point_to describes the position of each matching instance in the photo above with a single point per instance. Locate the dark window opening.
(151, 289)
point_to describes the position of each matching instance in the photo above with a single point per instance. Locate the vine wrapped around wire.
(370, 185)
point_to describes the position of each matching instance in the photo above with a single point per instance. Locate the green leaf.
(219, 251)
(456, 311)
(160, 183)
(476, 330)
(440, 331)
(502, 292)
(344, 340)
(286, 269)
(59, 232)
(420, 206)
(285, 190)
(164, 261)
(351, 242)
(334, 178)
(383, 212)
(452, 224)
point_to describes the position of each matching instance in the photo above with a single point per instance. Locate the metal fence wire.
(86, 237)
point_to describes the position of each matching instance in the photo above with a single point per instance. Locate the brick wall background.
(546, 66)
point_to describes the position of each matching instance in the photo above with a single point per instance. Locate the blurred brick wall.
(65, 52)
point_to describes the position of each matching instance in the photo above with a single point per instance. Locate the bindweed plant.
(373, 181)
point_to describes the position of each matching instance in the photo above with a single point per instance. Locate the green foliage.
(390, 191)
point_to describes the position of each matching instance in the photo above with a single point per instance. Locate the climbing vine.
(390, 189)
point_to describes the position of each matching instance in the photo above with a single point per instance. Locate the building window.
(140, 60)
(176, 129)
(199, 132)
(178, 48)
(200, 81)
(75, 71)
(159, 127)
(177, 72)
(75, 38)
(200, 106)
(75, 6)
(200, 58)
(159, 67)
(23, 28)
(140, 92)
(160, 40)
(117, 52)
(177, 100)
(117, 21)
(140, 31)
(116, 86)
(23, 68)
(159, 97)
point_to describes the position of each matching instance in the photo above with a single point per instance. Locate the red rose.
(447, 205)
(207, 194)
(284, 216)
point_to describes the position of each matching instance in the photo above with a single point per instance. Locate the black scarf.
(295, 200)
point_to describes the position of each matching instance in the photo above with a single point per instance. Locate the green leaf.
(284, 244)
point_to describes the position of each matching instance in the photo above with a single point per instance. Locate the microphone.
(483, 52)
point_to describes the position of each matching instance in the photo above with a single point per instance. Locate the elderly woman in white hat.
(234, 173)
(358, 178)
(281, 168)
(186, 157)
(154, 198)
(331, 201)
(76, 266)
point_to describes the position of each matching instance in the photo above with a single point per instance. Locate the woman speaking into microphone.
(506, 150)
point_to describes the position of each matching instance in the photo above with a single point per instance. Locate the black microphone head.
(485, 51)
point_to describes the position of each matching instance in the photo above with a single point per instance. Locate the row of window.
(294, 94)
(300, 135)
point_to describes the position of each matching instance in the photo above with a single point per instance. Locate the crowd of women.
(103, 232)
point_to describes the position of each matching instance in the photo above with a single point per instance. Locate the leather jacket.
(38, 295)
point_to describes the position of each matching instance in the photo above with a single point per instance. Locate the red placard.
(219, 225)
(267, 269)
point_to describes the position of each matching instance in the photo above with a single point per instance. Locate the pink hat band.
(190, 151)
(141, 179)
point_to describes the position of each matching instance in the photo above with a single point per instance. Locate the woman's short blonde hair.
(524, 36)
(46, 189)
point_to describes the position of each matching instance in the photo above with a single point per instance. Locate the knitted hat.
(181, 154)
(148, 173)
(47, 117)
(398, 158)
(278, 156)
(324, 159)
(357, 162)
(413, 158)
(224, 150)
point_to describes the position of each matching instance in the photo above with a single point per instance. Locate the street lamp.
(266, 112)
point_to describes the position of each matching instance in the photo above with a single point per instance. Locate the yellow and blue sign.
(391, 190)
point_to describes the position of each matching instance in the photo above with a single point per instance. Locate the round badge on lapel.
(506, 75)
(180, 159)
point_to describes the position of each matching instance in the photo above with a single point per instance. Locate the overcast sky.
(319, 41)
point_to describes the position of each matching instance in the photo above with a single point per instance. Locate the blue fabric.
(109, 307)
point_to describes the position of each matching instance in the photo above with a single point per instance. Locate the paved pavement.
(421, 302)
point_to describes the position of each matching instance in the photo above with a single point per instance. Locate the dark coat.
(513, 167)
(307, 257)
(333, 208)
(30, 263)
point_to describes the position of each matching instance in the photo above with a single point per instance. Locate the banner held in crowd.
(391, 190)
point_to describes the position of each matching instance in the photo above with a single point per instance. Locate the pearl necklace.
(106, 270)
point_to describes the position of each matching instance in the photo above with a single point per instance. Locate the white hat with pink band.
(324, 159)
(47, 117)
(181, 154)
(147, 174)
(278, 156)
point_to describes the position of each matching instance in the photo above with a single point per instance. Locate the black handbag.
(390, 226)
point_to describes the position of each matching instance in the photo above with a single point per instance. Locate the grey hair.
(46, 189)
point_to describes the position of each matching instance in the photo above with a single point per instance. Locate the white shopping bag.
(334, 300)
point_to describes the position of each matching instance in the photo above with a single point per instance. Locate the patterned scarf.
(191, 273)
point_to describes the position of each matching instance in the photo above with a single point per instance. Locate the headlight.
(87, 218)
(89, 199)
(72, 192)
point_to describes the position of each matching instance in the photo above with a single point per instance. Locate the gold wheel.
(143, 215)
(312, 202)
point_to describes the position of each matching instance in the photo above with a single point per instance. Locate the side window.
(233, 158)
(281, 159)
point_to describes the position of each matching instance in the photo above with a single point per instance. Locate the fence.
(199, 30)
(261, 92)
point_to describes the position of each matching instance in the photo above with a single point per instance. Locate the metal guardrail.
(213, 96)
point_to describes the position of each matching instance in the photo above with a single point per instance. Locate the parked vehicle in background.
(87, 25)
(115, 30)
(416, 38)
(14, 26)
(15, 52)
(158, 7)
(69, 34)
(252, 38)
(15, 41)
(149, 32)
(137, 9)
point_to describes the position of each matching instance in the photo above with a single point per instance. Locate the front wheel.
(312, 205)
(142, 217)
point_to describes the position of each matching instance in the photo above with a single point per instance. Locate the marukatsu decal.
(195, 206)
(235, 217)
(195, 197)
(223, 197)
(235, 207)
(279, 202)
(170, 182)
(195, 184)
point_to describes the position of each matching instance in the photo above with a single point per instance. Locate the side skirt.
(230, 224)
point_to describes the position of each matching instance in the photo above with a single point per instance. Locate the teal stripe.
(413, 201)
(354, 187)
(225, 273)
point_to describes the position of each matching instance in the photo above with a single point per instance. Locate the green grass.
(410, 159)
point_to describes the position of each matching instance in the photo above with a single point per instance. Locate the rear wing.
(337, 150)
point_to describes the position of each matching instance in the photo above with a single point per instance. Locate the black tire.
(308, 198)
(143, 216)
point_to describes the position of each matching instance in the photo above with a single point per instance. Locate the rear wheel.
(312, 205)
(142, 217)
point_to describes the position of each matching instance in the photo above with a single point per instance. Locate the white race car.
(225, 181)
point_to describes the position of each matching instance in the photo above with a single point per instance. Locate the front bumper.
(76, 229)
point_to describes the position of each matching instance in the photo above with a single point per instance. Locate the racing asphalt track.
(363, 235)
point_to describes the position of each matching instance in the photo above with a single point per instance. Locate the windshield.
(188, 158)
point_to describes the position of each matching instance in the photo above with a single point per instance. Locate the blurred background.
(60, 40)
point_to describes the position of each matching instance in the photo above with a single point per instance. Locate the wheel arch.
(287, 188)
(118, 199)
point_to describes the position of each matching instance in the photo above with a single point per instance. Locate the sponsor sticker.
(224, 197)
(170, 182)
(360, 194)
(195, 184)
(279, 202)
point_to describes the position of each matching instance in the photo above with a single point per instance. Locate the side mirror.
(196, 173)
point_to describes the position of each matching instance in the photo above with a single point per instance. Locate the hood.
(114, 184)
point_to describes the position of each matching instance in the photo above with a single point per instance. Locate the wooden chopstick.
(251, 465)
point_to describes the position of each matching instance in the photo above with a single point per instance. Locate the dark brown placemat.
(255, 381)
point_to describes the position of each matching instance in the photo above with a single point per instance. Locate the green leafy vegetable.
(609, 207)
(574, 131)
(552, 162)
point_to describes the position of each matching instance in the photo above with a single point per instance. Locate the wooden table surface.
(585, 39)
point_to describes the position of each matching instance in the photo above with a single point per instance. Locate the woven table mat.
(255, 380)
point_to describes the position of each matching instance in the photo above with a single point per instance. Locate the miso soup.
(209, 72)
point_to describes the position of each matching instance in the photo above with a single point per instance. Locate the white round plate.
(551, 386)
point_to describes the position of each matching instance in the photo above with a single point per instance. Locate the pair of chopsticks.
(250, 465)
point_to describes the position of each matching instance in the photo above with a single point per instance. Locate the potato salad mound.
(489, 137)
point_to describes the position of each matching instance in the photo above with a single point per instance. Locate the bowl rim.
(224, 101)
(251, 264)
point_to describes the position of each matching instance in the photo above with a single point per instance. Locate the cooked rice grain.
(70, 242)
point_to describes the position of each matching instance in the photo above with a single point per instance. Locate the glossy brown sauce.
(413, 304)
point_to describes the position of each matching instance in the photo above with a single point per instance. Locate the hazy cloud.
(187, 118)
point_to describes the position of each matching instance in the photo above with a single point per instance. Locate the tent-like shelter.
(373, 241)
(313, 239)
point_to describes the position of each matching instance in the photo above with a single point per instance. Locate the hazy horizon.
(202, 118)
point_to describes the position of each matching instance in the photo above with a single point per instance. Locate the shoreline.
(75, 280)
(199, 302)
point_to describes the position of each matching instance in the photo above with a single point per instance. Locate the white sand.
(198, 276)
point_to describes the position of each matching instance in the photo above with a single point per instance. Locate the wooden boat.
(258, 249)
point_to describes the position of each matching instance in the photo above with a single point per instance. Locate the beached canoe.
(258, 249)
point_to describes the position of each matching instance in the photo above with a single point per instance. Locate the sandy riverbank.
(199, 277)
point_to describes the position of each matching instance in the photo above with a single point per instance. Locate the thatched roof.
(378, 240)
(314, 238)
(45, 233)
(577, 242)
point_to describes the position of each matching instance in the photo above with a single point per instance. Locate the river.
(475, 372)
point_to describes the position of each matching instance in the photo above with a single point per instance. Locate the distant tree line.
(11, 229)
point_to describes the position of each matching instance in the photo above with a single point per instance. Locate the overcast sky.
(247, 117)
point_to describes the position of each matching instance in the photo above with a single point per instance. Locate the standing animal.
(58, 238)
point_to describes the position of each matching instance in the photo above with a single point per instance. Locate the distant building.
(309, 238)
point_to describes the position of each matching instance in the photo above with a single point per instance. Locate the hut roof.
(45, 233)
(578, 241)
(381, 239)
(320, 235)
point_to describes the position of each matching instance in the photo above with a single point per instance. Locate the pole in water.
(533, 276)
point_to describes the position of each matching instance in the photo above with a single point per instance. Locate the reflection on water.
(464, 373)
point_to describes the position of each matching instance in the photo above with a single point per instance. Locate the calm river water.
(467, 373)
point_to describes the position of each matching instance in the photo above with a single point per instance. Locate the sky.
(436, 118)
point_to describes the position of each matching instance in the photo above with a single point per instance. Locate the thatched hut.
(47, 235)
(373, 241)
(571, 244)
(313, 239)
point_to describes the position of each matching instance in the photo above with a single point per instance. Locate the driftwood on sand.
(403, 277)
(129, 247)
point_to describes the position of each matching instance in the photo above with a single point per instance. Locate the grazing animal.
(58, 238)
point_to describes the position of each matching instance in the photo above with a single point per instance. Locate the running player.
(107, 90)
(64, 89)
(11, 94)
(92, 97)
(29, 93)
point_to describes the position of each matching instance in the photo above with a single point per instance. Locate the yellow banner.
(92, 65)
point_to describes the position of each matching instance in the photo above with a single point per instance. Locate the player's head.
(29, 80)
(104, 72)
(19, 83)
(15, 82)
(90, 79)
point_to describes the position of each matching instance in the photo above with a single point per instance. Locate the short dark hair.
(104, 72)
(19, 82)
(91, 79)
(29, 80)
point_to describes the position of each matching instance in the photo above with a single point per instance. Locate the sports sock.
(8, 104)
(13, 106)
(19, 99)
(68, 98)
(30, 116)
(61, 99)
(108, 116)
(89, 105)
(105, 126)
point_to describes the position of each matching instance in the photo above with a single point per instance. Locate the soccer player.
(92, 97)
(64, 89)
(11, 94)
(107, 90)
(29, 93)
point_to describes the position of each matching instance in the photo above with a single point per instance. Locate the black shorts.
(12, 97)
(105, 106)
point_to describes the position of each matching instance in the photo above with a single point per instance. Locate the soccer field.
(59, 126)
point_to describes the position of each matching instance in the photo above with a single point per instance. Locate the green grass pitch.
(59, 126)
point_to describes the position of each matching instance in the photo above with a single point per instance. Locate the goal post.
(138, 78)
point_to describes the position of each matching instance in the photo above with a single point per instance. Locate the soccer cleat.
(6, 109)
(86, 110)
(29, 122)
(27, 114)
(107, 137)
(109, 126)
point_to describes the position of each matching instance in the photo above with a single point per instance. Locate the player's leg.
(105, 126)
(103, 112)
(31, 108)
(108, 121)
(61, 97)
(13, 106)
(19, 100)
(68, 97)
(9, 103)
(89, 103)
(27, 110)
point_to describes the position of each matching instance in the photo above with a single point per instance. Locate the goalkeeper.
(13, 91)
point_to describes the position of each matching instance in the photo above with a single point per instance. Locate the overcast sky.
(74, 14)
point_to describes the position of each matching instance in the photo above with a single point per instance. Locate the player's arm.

********

**WORK ORDER:** Only the lines from the one with "the player's leg." through the final line above belong in the answer, each retyped exactly.

**EXERCISE RESPONSE:**
point_to describes the position of each matching instance in the photo above with a single point per instance. Locate the player's leg.
(105, 126)
(103, 112)
(31, 108)
(108, 121)
(61, 97)
(13, 106)
(19, 100)
(68, 97)
(9, 103)
(89, 103)
(27, 110)
point_to describes the position of each matching instance in the photo above with a single point per instance. Locate the goalkeeper.
(13, 91)
point_to describes the position of each matching instance in the photo above with a single point per instance. Locate the overcast sky.
(74, 14)
point_to describes the position of each matching instance in the photo above with a single point per instance. Locate the player's arm.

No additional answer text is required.